Rolling Element Bearing Fault Diagnosis Using an Integrated Approach Incorporating Teager-Kaiser Energy Operator and Singular Spectrum Analysis

Purpose The fault induced in the rolling element-bearing components alters its vibration characteristics. Estimating characteristic fault frequencies from vibration signatures leads to a robust assessment of the health state of the bearing. The purpose of the undertaken work is to develop an approach for the detection of faults, through the detection of fault characteristic frequencies, in rolling element bearings incorporating the Singular Spectrum Analysis (SSA) and Teager-Kaiser Energy (TKE) operator. Methods The SSA is a reliable non-parametric method used to separate arbitrary signals from noise having a broad spectrum of applications ranging from biomedical signals to economics. The method consists of mainly two stages: decomposition and reconstruction. The singular value decomposition (SVD) based decomposition process generates a number of singular value components depending upon the energy content. In the traditional approach, SSA emphasizes preserving high-energy singular components for reconstructing signal components from signal noise mixture. This approach has a limitation in identifying weak signal components. For bearing having incipient fault often generates weak fault signals. Hence, a conventional SSA may not be that effective in detecting the incipient faults in the bearing. The accuracy of SSA depends upon the combination of window length L and the number of sub-signals considered for reconstruction r. An approach is proposed to estimate the appropriate decomposition and reconstruction parameters for bearing fault diagnosis. It employs a non-linear Teager-Kaiser Energy (TKE) operator to enhance the impulsive feature of the raw vibration signature by converting it into a Teager-Kaiser (TK) energy signal. Results For a TK energy signal with N data points, an effective combination of window length L = N/2 and reconstruction parameter r = 2 or 3, has been identified to extract the oscillatory component corresponding to characteristic fault frequency for diagnosis. Conclusion The method's accuracy is validated from the large set of real-time vibration signals. The proposed method enhances the robustness of the bearing fault detection as it is in line with the classical fault detection technique aiming at detecting the characteristic fault frequencies.

§ §

List every abbreviation that the bearing fault diagnosis abstract introduces in parentheses, each with its full form.

Dataset excerpts –
§ §

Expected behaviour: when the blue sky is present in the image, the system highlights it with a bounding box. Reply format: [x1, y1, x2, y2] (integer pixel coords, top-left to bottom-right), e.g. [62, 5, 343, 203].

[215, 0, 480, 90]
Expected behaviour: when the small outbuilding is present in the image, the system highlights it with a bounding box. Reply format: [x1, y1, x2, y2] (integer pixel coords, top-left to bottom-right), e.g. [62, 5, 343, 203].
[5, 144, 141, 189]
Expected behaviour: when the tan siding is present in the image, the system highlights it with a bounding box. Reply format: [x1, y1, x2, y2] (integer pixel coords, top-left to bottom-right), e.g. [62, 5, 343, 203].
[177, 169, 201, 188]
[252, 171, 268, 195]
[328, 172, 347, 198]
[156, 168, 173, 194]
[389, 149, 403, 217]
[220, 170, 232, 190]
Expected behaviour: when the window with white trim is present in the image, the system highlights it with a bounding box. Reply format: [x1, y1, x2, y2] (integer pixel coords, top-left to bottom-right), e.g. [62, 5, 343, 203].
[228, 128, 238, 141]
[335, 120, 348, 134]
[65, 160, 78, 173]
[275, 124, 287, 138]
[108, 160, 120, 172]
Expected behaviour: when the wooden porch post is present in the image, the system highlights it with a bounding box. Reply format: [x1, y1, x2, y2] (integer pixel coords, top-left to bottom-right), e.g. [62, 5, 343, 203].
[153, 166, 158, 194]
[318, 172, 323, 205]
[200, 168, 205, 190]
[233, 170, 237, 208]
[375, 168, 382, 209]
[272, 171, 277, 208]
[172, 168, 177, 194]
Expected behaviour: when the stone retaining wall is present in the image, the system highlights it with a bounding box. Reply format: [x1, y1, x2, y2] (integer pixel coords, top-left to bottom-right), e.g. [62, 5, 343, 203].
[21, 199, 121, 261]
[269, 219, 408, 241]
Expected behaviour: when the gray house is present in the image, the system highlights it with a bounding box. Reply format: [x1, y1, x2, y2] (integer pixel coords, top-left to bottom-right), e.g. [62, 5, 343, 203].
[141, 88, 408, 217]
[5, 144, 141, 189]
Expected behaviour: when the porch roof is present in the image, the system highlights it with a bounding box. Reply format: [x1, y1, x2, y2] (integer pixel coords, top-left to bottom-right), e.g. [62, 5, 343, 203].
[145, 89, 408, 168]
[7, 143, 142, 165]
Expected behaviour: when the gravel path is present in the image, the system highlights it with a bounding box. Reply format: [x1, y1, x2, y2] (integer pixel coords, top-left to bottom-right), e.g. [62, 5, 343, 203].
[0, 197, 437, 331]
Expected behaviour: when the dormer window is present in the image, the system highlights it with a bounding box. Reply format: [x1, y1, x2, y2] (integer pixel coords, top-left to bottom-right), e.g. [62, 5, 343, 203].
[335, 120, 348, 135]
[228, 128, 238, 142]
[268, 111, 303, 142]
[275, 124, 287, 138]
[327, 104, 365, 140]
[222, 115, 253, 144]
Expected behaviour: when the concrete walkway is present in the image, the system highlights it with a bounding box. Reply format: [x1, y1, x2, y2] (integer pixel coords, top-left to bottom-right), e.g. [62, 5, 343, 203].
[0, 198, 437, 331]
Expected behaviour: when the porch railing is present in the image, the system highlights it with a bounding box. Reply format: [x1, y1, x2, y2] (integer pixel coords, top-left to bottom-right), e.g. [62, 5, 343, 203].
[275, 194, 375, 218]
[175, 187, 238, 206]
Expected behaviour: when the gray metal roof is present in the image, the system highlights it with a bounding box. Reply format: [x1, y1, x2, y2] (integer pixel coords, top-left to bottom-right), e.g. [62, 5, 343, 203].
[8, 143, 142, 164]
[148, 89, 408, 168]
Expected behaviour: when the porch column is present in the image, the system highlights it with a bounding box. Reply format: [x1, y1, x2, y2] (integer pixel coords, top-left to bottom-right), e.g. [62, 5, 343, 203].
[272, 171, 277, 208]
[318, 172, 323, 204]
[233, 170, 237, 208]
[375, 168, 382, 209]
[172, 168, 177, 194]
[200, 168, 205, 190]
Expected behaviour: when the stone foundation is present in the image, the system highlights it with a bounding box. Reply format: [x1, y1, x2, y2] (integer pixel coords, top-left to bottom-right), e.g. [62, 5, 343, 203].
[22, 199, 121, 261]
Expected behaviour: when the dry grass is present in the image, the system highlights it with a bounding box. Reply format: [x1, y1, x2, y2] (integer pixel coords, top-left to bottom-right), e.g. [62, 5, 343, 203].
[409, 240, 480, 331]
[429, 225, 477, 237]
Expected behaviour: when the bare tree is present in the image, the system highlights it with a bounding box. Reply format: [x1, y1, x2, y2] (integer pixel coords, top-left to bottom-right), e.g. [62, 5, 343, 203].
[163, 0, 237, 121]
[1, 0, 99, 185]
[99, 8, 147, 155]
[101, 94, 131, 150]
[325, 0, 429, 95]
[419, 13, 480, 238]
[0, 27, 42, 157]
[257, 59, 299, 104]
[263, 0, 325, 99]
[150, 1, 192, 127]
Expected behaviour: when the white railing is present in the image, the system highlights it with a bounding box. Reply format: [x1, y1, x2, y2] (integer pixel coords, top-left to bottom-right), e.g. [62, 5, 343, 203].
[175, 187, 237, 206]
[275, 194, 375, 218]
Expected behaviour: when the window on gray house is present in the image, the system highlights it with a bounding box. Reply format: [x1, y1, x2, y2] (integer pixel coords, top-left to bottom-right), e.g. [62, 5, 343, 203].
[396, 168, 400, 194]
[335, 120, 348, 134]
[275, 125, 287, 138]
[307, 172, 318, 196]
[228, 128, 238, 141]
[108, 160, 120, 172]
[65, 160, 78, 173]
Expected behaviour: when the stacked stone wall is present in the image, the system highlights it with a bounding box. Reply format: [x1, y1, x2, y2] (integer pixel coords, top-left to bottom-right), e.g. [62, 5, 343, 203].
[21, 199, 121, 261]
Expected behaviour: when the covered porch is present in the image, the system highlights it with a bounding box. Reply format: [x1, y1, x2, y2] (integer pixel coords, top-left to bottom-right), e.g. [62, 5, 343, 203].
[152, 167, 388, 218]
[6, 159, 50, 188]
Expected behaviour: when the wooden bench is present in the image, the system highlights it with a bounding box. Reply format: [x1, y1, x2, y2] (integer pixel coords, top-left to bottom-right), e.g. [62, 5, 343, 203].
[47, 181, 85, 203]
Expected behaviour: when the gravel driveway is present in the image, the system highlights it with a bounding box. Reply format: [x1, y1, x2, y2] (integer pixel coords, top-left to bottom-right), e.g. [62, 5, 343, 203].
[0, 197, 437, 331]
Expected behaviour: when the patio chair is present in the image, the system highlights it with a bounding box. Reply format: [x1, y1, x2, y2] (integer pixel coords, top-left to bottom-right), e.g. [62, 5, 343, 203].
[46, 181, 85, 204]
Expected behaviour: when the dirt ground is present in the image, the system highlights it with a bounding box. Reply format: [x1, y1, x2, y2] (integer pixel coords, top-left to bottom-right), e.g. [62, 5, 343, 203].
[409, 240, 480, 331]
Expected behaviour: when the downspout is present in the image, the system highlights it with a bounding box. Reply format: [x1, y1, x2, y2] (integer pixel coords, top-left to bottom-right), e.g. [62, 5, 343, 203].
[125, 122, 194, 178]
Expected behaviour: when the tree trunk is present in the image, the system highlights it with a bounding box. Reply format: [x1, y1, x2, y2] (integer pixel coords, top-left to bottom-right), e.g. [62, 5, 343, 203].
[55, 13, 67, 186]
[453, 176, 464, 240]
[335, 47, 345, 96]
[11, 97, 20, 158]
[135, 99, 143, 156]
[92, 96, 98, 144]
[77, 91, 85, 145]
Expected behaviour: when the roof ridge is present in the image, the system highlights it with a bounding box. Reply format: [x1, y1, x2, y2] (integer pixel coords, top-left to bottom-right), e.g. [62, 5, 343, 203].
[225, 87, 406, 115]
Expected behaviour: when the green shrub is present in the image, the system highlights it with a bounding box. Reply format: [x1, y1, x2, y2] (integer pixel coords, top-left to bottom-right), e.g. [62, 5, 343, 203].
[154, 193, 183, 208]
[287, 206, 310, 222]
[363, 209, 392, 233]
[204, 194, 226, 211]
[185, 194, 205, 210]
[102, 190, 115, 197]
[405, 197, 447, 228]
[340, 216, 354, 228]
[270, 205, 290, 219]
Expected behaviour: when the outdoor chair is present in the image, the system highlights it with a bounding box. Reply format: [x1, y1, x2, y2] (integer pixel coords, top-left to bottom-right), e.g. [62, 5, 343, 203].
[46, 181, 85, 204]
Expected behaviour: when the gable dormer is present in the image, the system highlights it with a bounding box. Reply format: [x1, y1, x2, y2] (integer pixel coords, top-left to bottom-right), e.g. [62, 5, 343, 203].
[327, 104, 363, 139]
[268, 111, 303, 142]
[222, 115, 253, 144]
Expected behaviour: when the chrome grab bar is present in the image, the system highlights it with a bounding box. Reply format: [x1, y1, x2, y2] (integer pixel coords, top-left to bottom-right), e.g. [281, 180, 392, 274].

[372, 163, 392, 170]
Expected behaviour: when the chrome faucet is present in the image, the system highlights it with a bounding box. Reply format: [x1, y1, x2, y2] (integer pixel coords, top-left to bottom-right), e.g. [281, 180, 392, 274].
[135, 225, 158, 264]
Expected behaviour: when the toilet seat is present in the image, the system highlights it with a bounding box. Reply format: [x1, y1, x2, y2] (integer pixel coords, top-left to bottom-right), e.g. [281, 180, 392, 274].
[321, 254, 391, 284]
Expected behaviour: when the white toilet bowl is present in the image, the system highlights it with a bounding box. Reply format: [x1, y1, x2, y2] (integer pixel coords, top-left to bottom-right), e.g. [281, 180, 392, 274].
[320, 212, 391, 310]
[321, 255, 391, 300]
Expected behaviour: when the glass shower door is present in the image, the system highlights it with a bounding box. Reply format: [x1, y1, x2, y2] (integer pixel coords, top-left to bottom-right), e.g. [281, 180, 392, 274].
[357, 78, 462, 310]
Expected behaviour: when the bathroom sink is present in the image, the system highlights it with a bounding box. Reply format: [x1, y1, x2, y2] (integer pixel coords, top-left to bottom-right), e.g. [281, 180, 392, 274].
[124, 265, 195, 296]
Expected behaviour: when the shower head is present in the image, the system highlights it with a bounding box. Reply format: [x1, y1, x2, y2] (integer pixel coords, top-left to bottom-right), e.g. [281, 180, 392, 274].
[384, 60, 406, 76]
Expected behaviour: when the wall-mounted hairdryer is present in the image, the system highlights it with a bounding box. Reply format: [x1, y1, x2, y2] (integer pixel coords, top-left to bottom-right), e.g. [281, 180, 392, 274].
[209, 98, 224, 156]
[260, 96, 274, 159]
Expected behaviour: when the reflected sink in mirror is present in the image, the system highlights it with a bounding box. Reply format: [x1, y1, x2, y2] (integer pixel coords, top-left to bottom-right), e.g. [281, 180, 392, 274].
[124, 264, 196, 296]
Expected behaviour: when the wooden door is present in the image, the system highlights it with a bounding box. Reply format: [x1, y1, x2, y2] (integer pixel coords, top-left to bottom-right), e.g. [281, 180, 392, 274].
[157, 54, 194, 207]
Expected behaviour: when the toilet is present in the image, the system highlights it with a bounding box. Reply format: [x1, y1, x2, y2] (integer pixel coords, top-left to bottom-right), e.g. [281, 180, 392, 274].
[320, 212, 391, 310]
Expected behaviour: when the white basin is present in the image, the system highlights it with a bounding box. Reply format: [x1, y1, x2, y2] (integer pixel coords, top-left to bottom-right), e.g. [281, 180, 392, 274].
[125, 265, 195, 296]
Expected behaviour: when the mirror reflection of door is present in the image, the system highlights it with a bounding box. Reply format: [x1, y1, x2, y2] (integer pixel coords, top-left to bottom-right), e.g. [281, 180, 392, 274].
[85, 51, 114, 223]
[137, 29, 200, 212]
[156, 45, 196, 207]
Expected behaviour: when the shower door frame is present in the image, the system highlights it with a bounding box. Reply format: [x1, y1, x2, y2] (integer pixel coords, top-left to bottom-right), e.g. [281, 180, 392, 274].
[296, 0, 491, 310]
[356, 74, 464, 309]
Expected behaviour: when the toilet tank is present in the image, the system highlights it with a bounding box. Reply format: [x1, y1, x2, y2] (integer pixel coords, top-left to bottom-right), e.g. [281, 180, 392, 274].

§ §

Answer space –
- SSA: Singular Spectrum Analysis
- TKE: Teager-Kaiser Energy
- SVD: singular value decomposition
- TK: Teager-Kaiser